##### DATASET CONTENT #####

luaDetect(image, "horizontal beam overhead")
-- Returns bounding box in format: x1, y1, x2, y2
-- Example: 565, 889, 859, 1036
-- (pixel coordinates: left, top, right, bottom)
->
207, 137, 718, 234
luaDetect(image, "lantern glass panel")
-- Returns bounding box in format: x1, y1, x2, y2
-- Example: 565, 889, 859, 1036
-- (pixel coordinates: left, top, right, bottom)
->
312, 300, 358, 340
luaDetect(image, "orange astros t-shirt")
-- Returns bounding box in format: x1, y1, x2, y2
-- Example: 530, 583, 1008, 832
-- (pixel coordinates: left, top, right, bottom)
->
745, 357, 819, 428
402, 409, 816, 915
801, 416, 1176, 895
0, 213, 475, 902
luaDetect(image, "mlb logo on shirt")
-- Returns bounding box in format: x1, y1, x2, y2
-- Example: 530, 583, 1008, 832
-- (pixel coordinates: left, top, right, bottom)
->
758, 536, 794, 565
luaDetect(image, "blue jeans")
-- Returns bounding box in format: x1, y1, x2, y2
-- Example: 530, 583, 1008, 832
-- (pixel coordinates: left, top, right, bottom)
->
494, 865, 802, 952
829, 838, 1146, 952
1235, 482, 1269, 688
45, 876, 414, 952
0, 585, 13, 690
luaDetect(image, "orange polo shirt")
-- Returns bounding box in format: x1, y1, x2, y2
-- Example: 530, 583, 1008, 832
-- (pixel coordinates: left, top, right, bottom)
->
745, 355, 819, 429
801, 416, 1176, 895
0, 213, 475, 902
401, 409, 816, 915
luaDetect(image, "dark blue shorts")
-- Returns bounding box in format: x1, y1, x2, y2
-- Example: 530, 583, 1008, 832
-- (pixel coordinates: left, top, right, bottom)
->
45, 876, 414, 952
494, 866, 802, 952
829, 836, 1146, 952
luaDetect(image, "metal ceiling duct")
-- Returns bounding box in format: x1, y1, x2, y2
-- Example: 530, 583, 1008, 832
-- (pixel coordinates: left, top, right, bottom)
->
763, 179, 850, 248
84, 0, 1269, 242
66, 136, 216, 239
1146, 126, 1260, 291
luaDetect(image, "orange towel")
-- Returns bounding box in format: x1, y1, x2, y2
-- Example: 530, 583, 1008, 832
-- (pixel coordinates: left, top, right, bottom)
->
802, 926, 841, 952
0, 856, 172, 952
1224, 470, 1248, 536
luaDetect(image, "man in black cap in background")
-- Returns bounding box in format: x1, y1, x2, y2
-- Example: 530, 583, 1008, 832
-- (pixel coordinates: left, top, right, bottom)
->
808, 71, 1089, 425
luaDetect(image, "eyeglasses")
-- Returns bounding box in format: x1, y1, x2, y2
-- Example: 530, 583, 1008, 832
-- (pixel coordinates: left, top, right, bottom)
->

#####

- WHAT NEEDS TO BE DONE -
Can you write out the data again from its first line through the line containing "758, 536, 794, 565", both included, with the requests unchanged and every coordinate in the answers raised by 140?

- ANSWER TO THIS PROBLEM -
luaDetect(image, "horizontal beam overhead")
-- Returns bounding box in format: x1, y1, x2, y2
-- Example: 565, 889, 859, 1036
-- (pixel coordinates: left, top, right, bottom)
->
347, 277, 858, 374
luaDetect(image, "lantern glass panel")
-- Returns bounding box in format: x1, y1, x2, y2
-- Example: 565, 889, 859, 1036
-- (pixel coordinates: left, top, right, bottom)
->
452, 440, 498, 480
luaDetect(image, "orange astros t-shirt")
-- Returns bounding box in format: x1, y1, x2, y2
-- Example: 530, 583, 1008, 832
-- (pixel coordinates: left, top, right, bottom)
->
885, 497, 959, 568
542, 549, 956, 1055
941, 556, 1316, 1035
140, 353, 615, 1042
luaDetect(image, "mlb logo on shirt")
-- Returns bounding box in format: x1, y1, x2, y2
-- Example: 530, 583, 1008, 832
-- (pixel coordinates: left, top, right, bottom)
->
898, 676, 934, 705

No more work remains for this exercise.